Nicias suplicó a la Asamblea que
rechazase la propuesta. Alcibíades la avaló, seguro de recibir el mando de la expedición, y la hizo
aprobar.
Mas el azar se entremetió. Una noche, mientras hacían los preparativos, las estatuas del dios Hermes fueron impíamente mutiladas. Se ordenó una encuesta para indagar las responsabilidades
de aquel sacrilegio. Y las sospechas recayeron
sobre Alcibíades, que tal vez no tenía nada que ver y era solamente la víctima de una maquinación de los conservadores
para evitar la guerra. Él solicitó un proceso. Pero en espera de que fuese celebrado, el mando de la expedición fue confiado
a Nicias, es decir, a quien no la quería.
Nicias había sido ya general en la guerra contra Corinto.
Había ganado su batalla. Pero,
mientras volvía a Atenas, recordó haber dejado insepultos a dos soldados suyos y volvió
atrás, pidiendo humildemente a los vencidos que le permitieran inhumar los dos cadáveres. Los atenienses se habían reído un poco de tanta santurronería;
pero después de la afrenta a Hermes, querían
estar seguros de que su comandante fuese querido por los dioses y por eso le eligieron a él.

▶ _LISTA DE TAREAS_:
1. Resuma en dos oraciones el fragmento sobre Nicias y Alcibíades.
2. Reproduzca literalmente la parte del fragmento que se abre con las palabras "Mas el azar" y se cierra con "guerra contra Corinto.".

▶ _EXTRACTO DE DATOS_:
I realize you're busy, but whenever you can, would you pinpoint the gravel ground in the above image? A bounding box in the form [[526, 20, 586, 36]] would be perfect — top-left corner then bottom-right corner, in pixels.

▶ _RESULTADOS POR TAREA_:
1. Aunque Nicias suplicó a la Asamblea que rechazara la propuesta, Alcibíades la avaló y la hizo aprobar. Sin embargo, tras la mutilación de las estatuas de Hermes, las sospechas recayeron sobre él y el mando de la expedición se confió a Nicias, a quien los atenienses eligieron porque querían un comandante querido por los dioses.

2.
Mas el azar se entremetió. Una noche, mientras hacían los preparativos, las estatuas del dios Hermes fueron impíamente mutiladas. Se ordenó una encuesta para indagar las responsabilidades
de aquel sacrilegio. Y las sospechas recayeron
sobre Alcibíades, que tal vez no tenía nada que ver y era solamente la víctima de una maquinación de los conservadores
para evitar la guerra. Él solicitó un proceso. Pero en espera de que fuese celebrado, el mando de la expedición fue confiado
a Nicias, es decir, a quien no la quería.
Nicias había sido ya general en la guerra contra Corinto.